━━ Text segment

2005-02-17

Gedichtje

"Maar langzaam, bijna heilig, stond ik op,
gaf mijn gezicht een hand
en ritste mijn gedachten dicht.
Dit is mijn dag, wist ik.
Menno Wigman"

2005-02-10

The Leprosy Doctor - Christianity Today Magazine

Eerder al schreef ik over 'Hoe mijn geloof de kerk overleefde' van Philip Yancey. Ik vond het een inpirerend boek. Misschien omdat ook mijn geloof de kerken die ik steeds weer zie en ervaar steeds weer moet overleven.
In ChristianityToday een korte reflectie van de auruer over een van de 13 hoofdpersonen uit het boek: Paul Brand

The Leprosy Doctor: Paul Brand showed how to serve others sacrificially and emerge with joy.
By Philip Yancey | posted 10/23/2003

WE MADE an odd couple. When we first met, I was a punk in my mid-20s with bushy Art Garfunkel hair. Dr. Brand was a dignified, silver-haired surgeon characterized by proper British reserve. We went on to write three books together, and I now view the ten years I worked with him as an important chrysalis stage of my faith.

Wounded by the church, plagued by doubts, I had neither the confidence nor the ability to write about my own faith. Yet I could write with utter confidence and integrity about Dr. Brand's faith, and through that process his words and thoughts became mine too. As I helped him find his voice, he helped me find my faith.

━━━━

- _Your goal_: Reproduce the part of the blog entries between "In ChristianityToday een" and "emerge with joy.", inclusive. The rows have nothing to do with the blog entries.

━━ Input data

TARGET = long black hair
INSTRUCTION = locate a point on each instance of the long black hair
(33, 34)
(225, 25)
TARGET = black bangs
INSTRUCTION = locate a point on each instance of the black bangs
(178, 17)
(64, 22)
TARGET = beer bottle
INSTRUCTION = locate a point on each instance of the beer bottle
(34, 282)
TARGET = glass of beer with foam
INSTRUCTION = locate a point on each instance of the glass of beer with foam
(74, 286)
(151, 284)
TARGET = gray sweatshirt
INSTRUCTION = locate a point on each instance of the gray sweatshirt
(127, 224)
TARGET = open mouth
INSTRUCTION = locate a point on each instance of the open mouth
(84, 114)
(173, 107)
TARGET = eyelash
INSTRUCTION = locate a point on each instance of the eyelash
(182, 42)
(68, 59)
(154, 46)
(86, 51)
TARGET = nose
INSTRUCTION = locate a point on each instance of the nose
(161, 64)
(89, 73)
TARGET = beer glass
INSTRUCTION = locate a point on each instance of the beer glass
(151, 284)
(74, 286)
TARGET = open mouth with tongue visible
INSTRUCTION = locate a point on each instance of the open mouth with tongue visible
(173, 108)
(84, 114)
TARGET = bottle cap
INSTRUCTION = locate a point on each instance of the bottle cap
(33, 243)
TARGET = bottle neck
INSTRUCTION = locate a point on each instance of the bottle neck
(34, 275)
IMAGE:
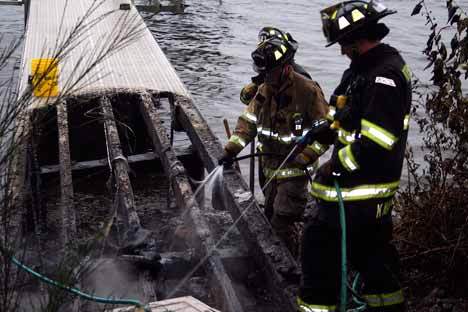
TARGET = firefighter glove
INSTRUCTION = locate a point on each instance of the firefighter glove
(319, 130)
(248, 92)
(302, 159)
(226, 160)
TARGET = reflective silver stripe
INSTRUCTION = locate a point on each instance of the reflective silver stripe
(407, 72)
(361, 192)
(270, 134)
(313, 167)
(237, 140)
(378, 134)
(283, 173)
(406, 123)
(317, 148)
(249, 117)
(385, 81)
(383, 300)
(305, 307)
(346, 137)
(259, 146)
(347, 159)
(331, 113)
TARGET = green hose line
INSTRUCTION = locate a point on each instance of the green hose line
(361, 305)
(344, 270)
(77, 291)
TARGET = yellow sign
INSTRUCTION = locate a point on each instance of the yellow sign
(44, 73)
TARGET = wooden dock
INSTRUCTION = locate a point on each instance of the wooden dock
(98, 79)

━━━━

- _Solution for this exercise_:
In ChristianityToday een korte reflectie van de auruer over een van de 13 hoofdpersonen uit het boek: Paul Brand

The Leprosy Doctor: Paul Brand showed how to serve others sacrificially and emerge with joy.